▶ [TEXT SHOWN]
---------------
Becoming a shareholder in a corporation brings with it certain expectations from the other shareholders with respect to running the business.  What happens when a shareholder fails to live up to those expectations?  Absent a shareholder agreement, there are few legal remedies available under the BCA and at common law to address the situation when a shareholder fails to fulfill the obligations of the shareholder agreement.  Some common circumstances of default are a creditor attempting to fulfill a judgment by seizing shares, failure to comply with a separate employment contract, or becoming incapacitated.  A shareholder agreement will provide the defaulting shareholder with an opportunity to remedy the default.  If it is financial, the other shareholders may remedy the default in the form of a loan to the defaulting shareholder with a high interest rate. If it is not financial, the agreement may outline a method for selling the shares of the defaulting shareholder to the remaining shareholder.
---------------
▶ [RECORD EXCERPTS]
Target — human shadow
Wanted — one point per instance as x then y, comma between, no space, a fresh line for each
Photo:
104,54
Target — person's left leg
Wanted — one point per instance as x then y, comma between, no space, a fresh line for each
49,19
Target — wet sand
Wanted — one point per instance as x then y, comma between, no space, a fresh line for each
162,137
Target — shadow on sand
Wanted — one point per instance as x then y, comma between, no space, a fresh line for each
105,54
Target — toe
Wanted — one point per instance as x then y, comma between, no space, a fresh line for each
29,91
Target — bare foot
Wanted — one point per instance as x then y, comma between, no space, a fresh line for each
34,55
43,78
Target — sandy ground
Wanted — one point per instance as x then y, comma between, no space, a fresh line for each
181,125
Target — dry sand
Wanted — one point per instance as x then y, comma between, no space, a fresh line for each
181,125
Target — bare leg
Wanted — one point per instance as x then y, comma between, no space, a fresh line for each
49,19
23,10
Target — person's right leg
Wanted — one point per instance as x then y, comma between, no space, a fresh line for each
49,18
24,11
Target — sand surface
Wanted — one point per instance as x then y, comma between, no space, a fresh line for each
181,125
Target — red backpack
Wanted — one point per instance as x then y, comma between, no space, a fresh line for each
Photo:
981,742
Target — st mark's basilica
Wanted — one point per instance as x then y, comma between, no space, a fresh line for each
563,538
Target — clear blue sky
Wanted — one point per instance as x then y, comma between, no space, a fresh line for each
---------------
▶ [PROBLEM SET]
[1] Answer these about the text on shareholder default, one line each:
(a) What common circumstances of default does it list?
(b) If a default is financial, how may the other shareholders remedy it?
(c) If a default is not financial, what may the agreement outline?
[2] Copy out the rows from the line with "Target — shadow on sand" through the last of the rows, both ends included.

▶ [WRITTEN RESPONSES]
[1]
(a) A creditor attempting to fulfill a judgment by seizing shares, failure to comply with a separate employment contract, or becoming incapacitated.
(b) With a loan to the defaulting shareholder at a high interest rate.
(c) A method for selling the defaulting shareholder's shares to the remaining shareholder.

[2]
Target — shadow on sand
Wanted — one point per instance as x then y, comma between, no space, a fresh line for each
105,54
Target — toe
Wanted — one point per instance as x then y, comma between, no space, a fresh line for each
29,91
Target — bare foot
Wanted — one point per instance as x then y, comma between, no space, a fresh line for each
34,55
43,78
Target — sandy ground
Wanted — one point per instance as x then y, comma between, no space, a fresh line for each
181,125
Target — dry sand
Wanted — one point per instance as x then y, comma between, no space, a fresh line for each
181,125
Target — bare leg
Wanted — one point per instance as x then y, comma between, no space, a fresh line for each
49,19
23,10
Target — person's right leg
Wanted — one point per instance as x then y, comma between, no space, a fresh line for each
49,18
24,11
Target — sand surface
Wanted — one point per instance as x then y, comma between, no space, a fresh line for each
181,125
Target — red backpack
Wanted — one point per instance as x then y, comma between, no space, a fresh line for each
Photo:
981,742
Target — st mark's basilica
Wanted — one point per instance as x then y, comma between, no space, a fresh line for each
563,538
Target — clear blue sky
Wanted — one point per instance as x then y, comma between, no space, a fresh line for each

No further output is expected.